*** PROVIDED TEXT ***
This is speculative, but you can use the identification of Bahar, Ibañez and Rozo (2021)[3] at the municipal level to see aggregate effects on entrepreneurship. If it’s only the sum of firms of persons with the PEP pardon, it would be a robustness check in the aggregate of some sort. If it is new firms in general, it would include the direct effect of having more entrepreneurs and the indirect effect of having a larger pool of workers, which might benefit all firms because of potentially cheaper labor. Although, given figure 6, it seems there is no effect for Colombian native firms.
An improvement in the identification of papers like Bahar, Ibañez and Rozo (2021)[3] might be done also. In there, they use as an instrument the average registration day available by department. One could compute not only the actual average registration days available by department but the expected one, using the same permutations done in the paper.
1. In the introduction, in the first page, the authors argue that in the panel data approach, they can decompose the immigrant entrepreneurship effect into a physical relocation effect and a visa effect. I firstly understood it as if the PEP-Pardon had an effect in migration towards different cities (for example, if I am going to open a business, maybe a big city like Medellín or Bogotá would be better). Then later in the text they explain that the physical reallocation effect is moving from Venezuela to Colombia. It could be my reading, but it might be worth it to recheck it.
***
• **GIVEN REQUEST A**: Extract the entire text on immigrant entrepreneurship and the PEP pardon word for word.
*** STORED RECORDS ***
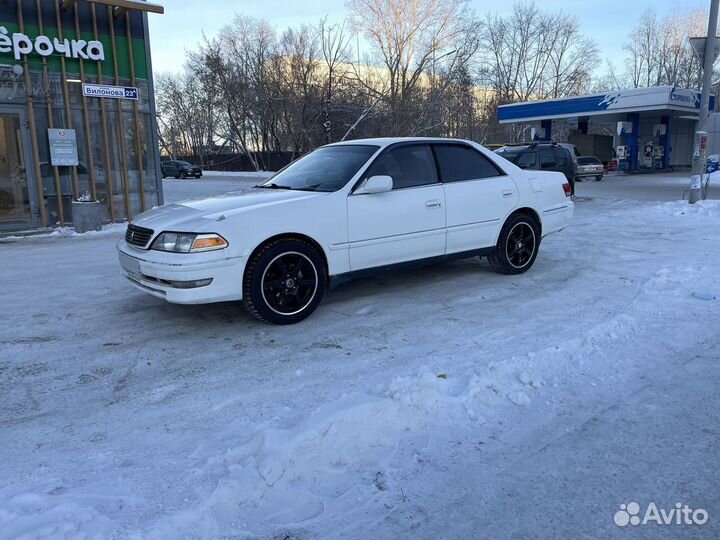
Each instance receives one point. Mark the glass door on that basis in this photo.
(16, 197)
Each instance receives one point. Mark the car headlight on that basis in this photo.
(188, 242)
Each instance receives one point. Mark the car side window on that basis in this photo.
(527, 160)
(547, 158)
(409, 166)
(458, 163)
(562, 156)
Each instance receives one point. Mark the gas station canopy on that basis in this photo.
(661, 119)
(655, 99)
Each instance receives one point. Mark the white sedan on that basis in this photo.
(341, 211)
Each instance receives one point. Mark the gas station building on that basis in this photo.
(651, 128)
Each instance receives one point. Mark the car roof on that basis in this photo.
(387, 141)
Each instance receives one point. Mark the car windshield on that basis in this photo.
(513, 155)
(326, 169)
(588, 161)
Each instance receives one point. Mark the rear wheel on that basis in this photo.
(284, 281)
(517, 246)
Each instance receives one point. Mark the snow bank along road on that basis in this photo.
(449, 402)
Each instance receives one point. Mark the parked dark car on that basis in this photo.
(541, 156)
(179, 169)
(589, 167)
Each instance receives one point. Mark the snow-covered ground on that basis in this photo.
(448, 402)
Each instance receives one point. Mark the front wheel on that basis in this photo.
(284, 281)
(517, 246)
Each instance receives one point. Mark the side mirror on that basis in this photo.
(377, 184)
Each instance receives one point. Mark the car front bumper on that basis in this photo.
(182, 278)
(586, 174)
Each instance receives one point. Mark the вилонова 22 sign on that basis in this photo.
(20, 44)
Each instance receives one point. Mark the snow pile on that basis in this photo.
(337, 460)
(241, 174)
(32, 516)
(707, 208)
(69, 232)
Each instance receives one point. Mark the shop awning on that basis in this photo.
(122, 5)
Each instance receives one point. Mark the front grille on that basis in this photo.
(138, 236)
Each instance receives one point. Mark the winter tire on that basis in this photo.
(517, 246)
(284, 282)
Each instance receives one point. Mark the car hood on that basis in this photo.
(198, 212)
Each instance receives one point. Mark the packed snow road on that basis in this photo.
(448, 402)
***
• **GIVEN REQUEST B**: Copy the records verbatim, covering the stretch from the line containing "Each instance receives one point. Mark the winter" through the last line of the records.

• **CORRECT RESULT A**:
This is speculative, but you can use the identification of Bahar, Ibañez and Rozo (2021)[3] at the municipal level to see aggregate effects on entrepreneurship. If it’s only the sum of firms of persons with the PEP pardon, it would be a robustness check in the aggregate of some sort. If it is new firms in general, it would include the direct effect of having more entrepreneurs and the indirect effect of having a larger pool of workers, which might benefit all firms because of potentially cheaper labor. Although, given figure 6, it seems there is no effect for Colombian native firms.
An improvement in the identification of papers like Bahar, Ibañez and Rozo (2021)[3] might be done also. In there, they use as an instrument the average registration day available by department. One could compute not only the actual average registration days available by department but the expected one, using the same permutations done in the paper.
1. In the introduction, in the first page, the authors argue that in the panel data approach, they can decompose the immigrant entrepreneurship effect into a physical relocation effect and a visa effect. I firstly understood it as if the PEP-Pardon had an effect in migration towards different cities (for example, if I am going to open a business, maybe a big city like Medellín or Bogotá would be better). Then later in the text they explain that the physical reallocation effect is moving from Venezuela to Colombia. It could be my reading, but it might be worth it to recheck it.

• **CORRECT RESULT B**:
Each instance receives one point. Mark the winter tire on that basis in this photo.
(517, 246)
(284, 282)
Each instance receives one point. Mark the car hood on that basis in this photo.
(198, 212)
Each instance receives one point. Mark the packed snow road on that basis in this photo.
(448, 402)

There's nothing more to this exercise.